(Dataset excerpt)

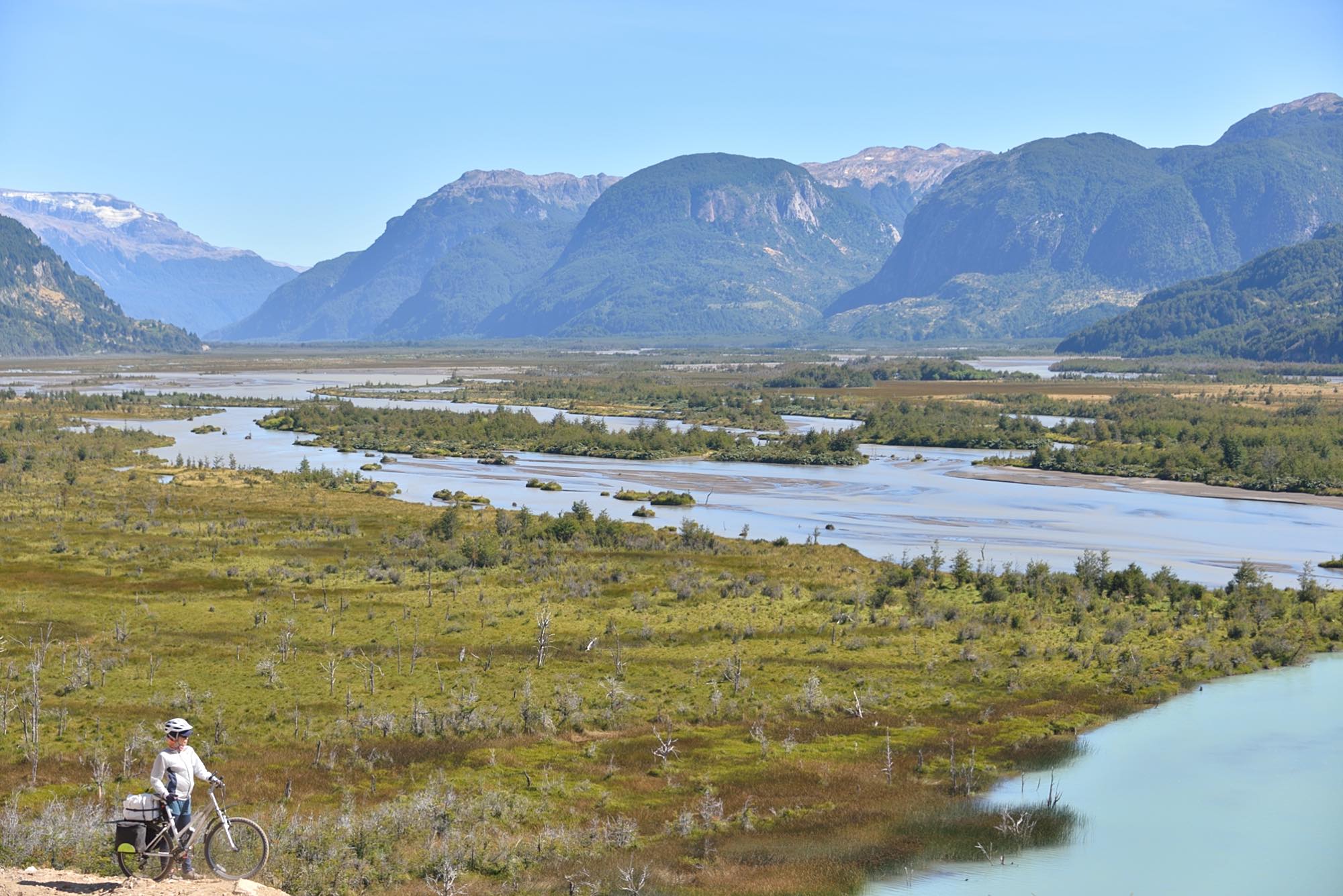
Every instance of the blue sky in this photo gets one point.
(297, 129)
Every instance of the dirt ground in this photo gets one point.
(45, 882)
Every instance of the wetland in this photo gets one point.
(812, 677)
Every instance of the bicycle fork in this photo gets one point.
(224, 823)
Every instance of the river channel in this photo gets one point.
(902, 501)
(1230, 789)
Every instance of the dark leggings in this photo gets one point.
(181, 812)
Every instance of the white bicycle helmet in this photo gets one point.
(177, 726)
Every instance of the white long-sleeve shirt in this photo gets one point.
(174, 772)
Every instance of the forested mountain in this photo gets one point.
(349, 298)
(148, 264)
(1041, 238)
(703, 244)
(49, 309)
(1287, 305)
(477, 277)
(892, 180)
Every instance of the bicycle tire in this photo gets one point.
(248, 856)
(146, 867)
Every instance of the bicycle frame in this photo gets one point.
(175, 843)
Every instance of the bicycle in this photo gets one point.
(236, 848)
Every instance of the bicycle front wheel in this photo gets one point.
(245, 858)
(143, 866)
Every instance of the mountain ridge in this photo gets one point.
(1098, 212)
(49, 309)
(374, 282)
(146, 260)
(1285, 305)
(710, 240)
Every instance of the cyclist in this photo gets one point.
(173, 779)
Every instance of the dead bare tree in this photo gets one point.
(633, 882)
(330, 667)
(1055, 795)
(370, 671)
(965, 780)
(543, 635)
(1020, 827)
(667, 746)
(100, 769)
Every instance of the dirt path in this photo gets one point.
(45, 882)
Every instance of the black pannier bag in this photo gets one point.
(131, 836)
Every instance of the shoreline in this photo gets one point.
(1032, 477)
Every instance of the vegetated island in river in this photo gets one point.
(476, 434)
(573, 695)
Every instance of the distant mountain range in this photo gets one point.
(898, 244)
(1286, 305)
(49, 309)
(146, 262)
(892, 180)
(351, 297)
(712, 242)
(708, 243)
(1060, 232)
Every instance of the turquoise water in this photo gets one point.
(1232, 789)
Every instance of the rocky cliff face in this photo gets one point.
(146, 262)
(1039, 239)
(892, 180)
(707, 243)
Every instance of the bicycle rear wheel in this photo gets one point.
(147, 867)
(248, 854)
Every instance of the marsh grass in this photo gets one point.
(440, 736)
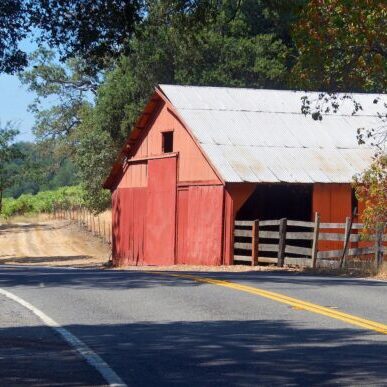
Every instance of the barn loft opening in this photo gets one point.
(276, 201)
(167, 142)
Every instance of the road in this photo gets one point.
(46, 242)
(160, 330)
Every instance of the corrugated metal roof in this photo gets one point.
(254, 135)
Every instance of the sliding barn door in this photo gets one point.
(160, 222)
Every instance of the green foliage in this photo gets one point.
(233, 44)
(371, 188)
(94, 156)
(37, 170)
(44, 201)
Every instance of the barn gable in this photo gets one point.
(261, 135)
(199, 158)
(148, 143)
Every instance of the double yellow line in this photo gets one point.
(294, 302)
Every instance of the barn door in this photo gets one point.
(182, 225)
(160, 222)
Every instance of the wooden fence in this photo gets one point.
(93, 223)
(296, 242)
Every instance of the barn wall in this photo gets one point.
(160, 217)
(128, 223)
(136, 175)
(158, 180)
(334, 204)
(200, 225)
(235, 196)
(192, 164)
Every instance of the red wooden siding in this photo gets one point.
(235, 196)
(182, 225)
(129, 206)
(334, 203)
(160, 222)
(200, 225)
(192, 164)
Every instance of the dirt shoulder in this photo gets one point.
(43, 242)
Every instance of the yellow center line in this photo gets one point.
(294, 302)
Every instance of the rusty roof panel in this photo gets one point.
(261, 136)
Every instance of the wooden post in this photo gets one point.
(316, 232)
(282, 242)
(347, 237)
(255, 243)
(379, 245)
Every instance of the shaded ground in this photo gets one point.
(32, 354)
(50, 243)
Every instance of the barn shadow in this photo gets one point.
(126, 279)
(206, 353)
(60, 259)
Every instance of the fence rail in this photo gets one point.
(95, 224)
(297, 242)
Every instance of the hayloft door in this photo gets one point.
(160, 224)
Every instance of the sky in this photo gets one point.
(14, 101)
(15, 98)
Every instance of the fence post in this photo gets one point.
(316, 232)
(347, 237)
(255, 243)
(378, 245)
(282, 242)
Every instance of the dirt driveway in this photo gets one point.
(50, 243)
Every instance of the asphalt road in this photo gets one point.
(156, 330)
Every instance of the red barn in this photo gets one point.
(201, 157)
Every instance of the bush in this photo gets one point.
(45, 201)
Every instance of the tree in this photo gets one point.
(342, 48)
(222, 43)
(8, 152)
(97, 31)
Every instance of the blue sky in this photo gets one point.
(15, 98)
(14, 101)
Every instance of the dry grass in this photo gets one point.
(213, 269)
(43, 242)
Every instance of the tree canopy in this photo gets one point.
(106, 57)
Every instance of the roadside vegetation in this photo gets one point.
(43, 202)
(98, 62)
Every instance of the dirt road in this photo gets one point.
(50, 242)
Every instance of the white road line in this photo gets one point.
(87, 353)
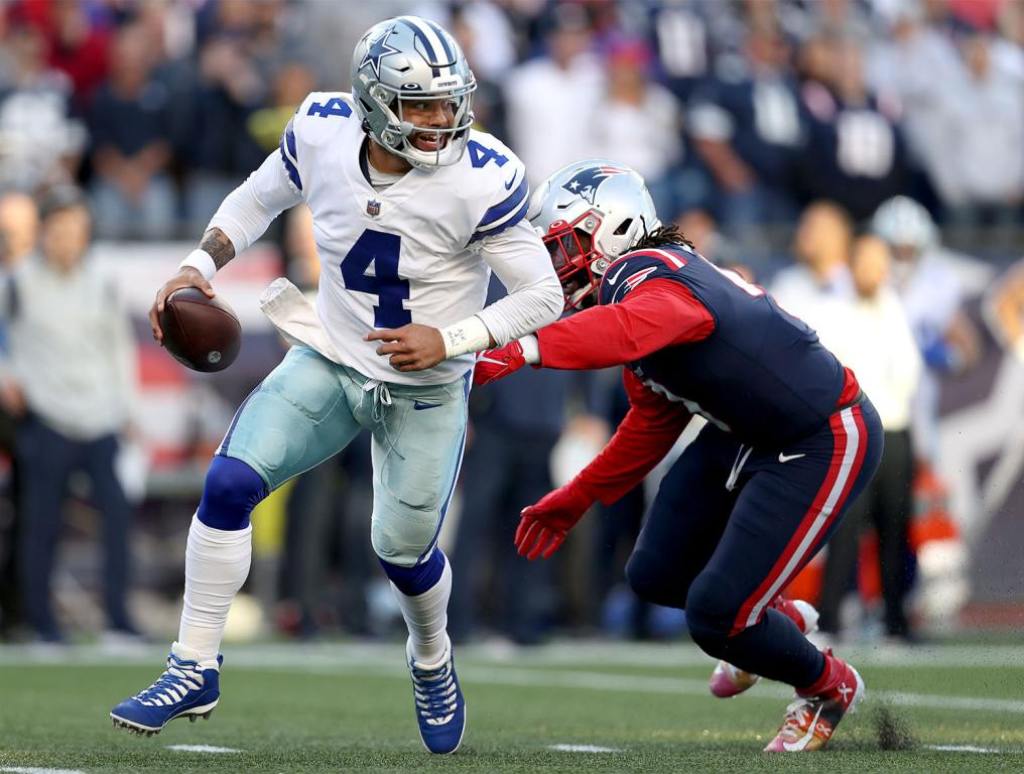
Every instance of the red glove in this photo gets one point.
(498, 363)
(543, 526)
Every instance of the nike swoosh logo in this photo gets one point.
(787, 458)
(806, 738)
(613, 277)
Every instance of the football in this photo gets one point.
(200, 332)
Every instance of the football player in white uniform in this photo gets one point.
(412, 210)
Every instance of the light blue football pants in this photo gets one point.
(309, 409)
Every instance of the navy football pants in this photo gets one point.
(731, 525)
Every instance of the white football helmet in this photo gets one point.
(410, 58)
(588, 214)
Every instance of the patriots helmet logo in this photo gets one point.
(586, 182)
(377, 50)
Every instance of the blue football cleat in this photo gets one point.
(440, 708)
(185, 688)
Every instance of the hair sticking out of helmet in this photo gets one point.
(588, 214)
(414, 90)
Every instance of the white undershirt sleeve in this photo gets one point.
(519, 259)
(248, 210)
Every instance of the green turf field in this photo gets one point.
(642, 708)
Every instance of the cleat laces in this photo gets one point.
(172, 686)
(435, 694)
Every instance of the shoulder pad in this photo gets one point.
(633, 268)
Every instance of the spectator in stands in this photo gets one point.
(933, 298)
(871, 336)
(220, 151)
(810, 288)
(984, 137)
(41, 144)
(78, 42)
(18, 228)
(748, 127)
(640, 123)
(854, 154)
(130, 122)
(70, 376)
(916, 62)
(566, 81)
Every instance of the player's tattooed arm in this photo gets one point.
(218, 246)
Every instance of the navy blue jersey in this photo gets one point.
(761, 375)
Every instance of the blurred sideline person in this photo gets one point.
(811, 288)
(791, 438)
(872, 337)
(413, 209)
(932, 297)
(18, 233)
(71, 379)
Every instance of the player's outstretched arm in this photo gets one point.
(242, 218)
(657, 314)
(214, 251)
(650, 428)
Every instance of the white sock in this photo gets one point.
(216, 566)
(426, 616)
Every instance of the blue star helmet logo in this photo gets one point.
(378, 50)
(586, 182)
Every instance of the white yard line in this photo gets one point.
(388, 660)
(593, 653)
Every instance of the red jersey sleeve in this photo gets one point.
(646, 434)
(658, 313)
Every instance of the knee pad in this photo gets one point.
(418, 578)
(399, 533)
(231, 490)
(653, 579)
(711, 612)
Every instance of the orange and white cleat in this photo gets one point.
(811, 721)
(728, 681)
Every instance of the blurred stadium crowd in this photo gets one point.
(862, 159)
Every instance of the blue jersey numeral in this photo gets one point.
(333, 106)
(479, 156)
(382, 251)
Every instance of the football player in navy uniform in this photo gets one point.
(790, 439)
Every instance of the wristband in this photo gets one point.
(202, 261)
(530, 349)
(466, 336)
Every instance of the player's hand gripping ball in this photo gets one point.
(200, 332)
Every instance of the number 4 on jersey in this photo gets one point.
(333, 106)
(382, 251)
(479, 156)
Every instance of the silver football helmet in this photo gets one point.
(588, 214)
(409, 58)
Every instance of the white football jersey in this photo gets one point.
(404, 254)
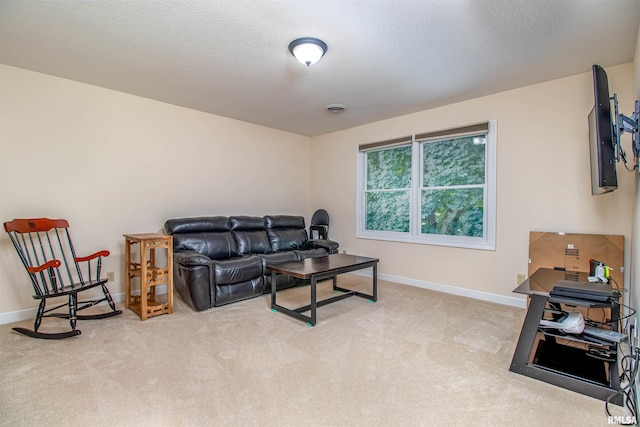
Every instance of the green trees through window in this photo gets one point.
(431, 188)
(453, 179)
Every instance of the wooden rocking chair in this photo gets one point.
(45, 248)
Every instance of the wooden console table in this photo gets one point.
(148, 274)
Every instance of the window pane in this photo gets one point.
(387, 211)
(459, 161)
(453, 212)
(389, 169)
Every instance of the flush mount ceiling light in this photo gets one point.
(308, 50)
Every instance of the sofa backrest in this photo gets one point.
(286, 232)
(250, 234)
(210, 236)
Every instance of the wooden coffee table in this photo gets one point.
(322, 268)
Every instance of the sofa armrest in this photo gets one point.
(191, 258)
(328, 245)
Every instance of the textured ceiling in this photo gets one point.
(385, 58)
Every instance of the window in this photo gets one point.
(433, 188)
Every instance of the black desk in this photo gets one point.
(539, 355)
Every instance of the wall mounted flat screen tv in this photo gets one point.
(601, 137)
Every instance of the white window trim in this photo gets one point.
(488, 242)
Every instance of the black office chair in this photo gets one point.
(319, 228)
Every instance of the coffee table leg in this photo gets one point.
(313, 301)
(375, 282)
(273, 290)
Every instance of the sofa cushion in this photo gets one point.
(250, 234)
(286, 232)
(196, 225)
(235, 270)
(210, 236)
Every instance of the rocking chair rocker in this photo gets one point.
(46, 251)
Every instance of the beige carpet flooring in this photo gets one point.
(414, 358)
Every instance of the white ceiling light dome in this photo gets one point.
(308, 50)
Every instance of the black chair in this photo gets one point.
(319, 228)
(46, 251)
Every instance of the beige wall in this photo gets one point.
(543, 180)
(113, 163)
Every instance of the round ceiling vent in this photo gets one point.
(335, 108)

**What this task involves**.
Return, unchanged, each line from the line containing "Every instance of the flush" through the last line of the material.

**Solution to the problem**.
Every instance of the flush mount ceiling light in this photo gets one point.
(308, 50)
Every instance of the sofa backrest in this photo gets one point.
(286, 232)
(250, 234)
(210, 236)
Every instance of the wooden coffee table in this photo gets one point.
(322, 268)
Every instance of the sofa armrest in this photo gets one point.
(191, 258)
(328, 245)
Every instance of the textured ceiling in this photo gets one point.
(385, 58)
Every instance of the window in this photo gets one point.
(433, 188)
Every instance of the black desk in this photo gets one point.
(539, 355)
Every instance of the wall mounted flat screen tv in this photo gets one point.
(601, 137)
Every instance of the white window trim in this photo gets one point.
(488, 242)
Every instance of the black office chair in this photo gets one point.
(319, 228)
Every instance of the coffee table leg in this photo gets one point.
(313, 301)
(375, 282)
(273, 290)
Every instance of the sofa cushion in this photo gets one point.
(250, 234)
(286, 232)
(196, 225)
(235, 270)
(210, 236)
Every instance of the rocking chair rocker in this photo gets one point.
(46, 251)
Every instance of the beige carpet flooring in this photo gets one point.
(414, 358)
Every instance of the white ceiling light dome in this photo gets one point.
(308, 50)
Every instance of the black chair in this photo gets one point.
(319, 228)
(46, 251)
Every instance of the beige wall in this photo gets one point.
(543, 180)
(113, 163)
Every instance of the round ceiling vent in this photo gets one point.
(335, 108)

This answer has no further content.